| What you have to do |
Scan the records for the line containing "Where can the flat"; extract it and all later lines, verbatim, through the end, and nothing before it.

Dataset rows on where objects appear
......
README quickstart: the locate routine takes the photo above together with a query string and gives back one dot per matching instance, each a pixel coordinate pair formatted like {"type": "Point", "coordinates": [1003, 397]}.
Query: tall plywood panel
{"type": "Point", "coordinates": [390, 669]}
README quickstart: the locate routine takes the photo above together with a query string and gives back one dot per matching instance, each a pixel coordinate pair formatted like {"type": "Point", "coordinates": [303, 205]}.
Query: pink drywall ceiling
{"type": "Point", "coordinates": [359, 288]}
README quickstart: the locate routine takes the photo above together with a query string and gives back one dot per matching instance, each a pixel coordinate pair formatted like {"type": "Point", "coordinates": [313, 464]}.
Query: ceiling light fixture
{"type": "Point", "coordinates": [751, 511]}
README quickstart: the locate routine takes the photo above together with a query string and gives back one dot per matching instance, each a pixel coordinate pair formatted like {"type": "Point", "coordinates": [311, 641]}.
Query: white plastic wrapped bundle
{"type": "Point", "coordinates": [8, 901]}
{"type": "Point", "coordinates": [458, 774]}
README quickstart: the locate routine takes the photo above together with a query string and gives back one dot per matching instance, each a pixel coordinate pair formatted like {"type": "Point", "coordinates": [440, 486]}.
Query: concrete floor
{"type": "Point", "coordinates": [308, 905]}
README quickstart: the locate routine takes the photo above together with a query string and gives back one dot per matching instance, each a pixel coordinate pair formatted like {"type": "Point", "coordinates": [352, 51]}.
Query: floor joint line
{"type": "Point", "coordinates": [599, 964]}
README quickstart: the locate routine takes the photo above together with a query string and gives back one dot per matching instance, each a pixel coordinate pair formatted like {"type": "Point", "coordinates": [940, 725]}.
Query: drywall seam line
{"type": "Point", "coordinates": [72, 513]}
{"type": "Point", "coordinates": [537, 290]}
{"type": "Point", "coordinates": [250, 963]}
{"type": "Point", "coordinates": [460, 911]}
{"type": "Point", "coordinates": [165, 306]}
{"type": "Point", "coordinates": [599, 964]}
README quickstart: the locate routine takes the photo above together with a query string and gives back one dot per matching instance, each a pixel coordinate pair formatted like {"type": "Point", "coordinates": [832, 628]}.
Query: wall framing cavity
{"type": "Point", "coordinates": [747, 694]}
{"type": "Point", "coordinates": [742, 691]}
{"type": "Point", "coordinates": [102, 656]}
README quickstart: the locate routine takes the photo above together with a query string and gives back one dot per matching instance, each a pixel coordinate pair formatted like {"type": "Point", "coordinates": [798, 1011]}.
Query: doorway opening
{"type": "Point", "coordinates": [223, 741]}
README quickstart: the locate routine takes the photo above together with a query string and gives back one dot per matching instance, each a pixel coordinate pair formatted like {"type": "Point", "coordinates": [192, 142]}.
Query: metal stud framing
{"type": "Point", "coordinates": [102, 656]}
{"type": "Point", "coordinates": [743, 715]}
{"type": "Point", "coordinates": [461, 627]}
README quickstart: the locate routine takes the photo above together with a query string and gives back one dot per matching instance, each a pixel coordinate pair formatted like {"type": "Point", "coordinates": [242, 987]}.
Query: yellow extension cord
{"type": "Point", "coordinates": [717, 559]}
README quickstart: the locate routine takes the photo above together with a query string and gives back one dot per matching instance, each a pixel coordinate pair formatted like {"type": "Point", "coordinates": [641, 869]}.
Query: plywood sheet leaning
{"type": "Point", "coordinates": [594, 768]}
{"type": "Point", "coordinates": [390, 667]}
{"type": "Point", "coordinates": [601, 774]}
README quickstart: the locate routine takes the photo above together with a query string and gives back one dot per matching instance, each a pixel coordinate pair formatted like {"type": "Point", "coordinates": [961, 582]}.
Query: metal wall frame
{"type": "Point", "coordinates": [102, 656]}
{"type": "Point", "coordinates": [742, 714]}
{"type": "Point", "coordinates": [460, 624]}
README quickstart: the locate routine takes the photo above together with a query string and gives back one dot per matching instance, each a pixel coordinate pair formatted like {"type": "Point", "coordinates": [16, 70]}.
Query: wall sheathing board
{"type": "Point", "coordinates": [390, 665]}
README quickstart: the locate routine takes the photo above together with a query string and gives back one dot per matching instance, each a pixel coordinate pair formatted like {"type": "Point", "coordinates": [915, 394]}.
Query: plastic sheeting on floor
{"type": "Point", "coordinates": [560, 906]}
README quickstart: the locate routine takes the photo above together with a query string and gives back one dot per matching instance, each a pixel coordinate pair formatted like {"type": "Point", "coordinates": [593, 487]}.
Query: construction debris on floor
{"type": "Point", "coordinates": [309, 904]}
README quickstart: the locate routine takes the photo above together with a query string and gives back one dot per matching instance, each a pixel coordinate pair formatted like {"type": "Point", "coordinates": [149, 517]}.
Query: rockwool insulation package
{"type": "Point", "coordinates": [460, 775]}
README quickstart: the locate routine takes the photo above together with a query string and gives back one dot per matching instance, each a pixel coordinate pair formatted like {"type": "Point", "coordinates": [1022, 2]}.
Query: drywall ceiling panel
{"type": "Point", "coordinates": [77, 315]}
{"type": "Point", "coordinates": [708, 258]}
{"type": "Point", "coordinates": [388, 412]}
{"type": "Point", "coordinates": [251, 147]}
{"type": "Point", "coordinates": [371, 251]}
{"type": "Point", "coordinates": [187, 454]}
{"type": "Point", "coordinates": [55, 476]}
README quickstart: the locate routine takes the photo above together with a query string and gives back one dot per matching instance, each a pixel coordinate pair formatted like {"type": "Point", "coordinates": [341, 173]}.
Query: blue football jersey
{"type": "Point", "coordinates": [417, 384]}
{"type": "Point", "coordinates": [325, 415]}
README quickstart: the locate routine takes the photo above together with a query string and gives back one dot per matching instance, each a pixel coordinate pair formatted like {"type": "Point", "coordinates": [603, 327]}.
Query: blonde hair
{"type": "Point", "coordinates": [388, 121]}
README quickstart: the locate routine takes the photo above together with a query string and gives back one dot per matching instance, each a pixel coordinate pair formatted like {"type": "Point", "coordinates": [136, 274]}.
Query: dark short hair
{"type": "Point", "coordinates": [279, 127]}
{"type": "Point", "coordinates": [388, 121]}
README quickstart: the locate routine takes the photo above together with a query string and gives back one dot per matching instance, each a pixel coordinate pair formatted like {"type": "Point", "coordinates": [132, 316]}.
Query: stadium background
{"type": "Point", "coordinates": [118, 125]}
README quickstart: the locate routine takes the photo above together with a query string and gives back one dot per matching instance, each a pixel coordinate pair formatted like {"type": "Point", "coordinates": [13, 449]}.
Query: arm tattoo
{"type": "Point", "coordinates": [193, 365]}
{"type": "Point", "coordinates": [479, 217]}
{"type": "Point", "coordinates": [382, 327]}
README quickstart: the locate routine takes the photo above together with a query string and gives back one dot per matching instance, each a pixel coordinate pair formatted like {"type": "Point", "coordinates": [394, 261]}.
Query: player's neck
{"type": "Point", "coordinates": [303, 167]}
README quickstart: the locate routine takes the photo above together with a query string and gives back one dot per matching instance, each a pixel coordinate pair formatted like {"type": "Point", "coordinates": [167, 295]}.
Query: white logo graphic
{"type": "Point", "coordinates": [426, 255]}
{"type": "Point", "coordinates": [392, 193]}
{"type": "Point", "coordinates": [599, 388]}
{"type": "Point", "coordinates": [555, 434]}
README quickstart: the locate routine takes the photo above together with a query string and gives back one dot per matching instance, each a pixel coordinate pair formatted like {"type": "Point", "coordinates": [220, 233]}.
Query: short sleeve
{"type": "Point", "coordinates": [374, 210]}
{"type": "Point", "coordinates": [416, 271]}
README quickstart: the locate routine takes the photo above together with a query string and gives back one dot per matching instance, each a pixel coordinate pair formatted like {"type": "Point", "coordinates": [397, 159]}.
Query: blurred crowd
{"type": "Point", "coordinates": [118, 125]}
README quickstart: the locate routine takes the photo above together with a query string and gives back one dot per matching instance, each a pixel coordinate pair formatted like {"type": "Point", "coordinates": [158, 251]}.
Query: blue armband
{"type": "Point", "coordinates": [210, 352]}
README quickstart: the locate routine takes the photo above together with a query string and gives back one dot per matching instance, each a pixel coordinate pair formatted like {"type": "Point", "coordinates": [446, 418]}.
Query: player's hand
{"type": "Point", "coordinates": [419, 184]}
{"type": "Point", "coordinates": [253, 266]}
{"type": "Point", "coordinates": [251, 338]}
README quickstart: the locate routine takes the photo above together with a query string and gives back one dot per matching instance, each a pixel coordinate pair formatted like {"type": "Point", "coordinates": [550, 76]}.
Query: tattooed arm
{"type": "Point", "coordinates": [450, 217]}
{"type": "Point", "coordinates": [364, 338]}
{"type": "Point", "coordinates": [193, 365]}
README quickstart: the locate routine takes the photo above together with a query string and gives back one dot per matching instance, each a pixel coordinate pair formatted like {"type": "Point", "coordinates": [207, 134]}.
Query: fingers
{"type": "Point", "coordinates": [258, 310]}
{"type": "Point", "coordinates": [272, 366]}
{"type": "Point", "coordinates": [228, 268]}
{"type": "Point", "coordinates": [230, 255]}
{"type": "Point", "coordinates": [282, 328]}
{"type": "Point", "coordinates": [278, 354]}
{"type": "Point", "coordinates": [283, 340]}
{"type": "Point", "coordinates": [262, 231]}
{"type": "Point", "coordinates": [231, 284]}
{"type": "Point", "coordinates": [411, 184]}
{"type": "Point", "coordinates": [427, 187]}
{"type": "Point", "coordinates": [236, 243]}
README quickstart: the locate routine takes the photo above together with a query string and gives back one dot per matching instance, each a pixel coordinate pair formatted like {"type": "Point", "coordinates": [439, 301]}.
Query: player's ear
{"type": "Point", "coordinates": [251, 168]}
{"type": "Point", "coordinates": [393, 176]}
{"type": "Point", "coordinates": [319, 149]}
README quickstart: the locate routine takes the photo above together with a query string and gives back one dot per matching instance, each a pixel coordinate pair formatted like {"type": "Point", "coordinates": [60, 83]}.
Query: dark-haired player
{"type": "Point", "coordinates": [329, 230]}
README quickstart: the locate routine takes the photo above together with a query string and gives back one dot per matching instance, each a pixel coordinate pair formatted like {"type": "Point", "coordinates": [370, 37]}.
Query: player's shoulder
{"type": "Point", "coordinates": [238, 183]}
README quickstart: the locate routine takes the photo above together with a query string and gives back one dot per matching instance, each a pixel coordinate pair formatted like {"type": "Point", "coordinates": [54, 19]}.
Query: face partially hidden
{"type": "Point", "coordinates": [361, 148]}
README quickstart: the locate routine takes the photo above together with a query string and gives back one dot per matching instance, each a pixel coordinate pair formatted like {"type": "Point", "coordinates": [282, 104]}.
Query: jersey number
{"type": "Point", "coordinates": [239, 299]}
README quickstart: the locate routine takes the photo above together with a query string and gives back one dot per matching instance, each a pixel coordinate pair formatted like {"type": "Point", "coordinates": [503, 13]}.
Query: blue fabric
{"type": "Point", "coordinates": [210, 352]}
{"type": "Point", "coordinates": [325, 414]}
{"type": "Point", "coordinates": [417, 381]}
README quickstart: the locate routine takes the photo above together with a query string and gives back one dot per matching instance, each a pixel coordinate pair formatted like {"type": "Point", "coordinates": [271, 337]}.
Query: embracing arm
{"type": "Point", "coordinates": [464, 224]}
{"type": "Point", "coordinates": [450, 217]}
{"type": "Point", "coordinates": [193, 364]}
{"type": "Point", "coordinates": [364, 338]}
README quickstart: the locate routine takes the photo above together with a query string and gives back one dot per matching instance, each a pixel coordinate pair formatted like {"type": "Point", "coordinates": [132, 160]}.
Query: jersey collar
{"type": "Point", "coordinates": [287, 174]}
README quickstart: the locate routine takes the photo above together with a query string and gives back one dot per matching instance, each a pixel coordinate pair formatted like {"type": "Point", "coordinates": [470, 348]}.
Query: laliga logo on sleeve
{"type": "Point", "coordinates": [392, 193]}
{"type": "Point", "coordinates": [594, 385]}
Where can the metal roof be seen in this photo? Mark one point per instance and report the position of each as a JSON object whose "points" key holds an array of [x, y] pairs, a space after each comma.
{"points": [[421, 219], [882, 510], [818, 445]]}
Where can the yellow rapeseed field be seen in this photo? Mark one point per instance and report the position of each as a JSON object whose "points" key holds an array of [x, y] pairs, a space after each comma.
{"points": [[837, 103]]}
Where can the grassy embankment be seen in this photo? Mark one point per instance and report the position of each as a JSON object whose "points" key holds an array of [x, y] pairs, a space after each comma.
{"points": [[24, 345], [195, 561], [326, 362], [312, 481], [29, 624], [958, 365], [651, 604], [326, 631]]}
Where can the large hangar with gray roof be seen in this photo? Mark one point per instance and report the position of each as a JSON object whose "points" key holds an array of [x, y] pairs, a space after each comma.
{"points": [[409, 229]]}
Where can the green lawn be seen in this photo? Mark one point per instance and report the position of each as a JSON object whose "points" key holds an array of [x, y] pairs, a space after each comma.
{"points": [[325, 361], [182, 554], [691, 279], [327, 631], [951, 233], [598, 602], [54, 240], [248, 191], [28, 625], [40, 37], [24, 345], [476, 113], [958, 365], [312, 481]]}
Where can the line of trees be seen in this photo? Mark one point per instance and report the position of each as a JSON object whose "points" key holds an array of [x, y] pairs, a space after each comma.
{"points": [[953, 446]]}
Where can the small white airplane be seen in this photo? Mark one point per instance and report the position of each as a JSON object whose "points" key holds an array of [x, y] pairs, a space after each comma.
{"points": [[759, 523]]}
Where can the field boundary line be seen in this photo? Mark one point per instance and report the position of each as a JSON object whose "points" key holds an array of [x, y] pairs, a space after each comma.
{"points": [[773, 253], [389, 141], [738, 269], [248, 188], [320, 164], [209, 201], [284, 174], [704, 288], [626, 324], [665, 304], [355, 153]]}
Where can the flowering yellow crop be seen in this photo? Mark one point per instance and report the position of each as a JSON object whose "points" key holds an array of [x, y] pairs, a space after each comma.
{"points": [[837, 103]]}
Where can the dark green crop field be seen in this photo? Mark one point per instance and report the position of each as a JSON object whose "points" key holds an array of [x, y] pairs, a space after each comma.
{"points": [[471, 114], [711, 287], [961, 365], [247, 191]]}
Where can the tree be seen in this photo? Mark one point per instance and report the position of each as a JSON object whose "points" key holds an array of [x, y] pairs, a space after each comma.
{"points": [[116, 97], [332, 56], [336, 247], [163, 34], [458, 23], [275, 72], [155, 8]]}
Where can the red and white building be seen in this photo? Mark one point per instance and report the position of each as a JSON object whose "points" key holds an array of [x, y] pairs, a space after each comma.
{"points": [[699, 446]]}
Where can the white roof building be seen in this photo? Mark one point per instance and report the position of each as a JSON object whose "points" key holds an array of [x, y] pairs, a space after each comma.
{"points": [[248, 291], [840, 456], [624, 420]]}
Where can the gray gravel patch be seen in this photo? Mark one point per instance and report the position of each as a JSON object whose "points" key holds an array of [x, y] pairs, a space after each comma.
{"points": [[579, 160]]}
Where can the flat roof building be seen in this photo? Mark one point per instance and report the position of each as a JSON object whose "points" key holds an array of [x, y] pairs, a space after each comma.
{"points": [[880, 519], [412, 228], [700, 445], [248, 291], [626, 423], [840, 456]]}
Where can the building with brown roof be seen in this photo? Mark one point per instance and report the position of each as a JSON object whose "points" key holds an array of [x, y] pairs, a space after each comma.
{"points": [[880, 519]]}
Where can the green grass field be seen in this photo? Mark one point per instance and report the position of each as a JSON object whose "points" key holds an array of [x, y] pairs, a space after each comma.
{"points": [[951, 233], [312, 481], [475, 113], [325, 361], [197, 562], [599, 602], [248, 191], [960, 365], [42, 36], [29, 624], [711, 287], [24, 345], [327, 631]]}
......
| Task result |
Where can the flat roof building be seen in this photo? Mark one point per instance and report the position of each as a JSON object whose "points" key holds an array of [x, y] pairs, a space after each comma.
{"points": [[880, 519], [412, 228], [700, 445], [248, 291], [626, 423], [840, 456]]}
Where can the building with brown roof be seen in this photo? Mark one point per instance and report the position of each as a JSON object whose "points" key holds an array of [x, y] pairs, a space after each comma.
{"points": [[880, 519]]}
Where can the green grass field be seen in this photo? Mark one point per instance and report the position of each as a JSON object whose "points" key holds an array of [x, y] pairs, a space after each comma.
{"points": [[951, 233], [312, 481], [475, 113], [325, 361], [197, 562], [599, 602], [248, 191], [960, 365], [42, 36], [29, 624], [711, 287], [24, 345], [327, 631]]}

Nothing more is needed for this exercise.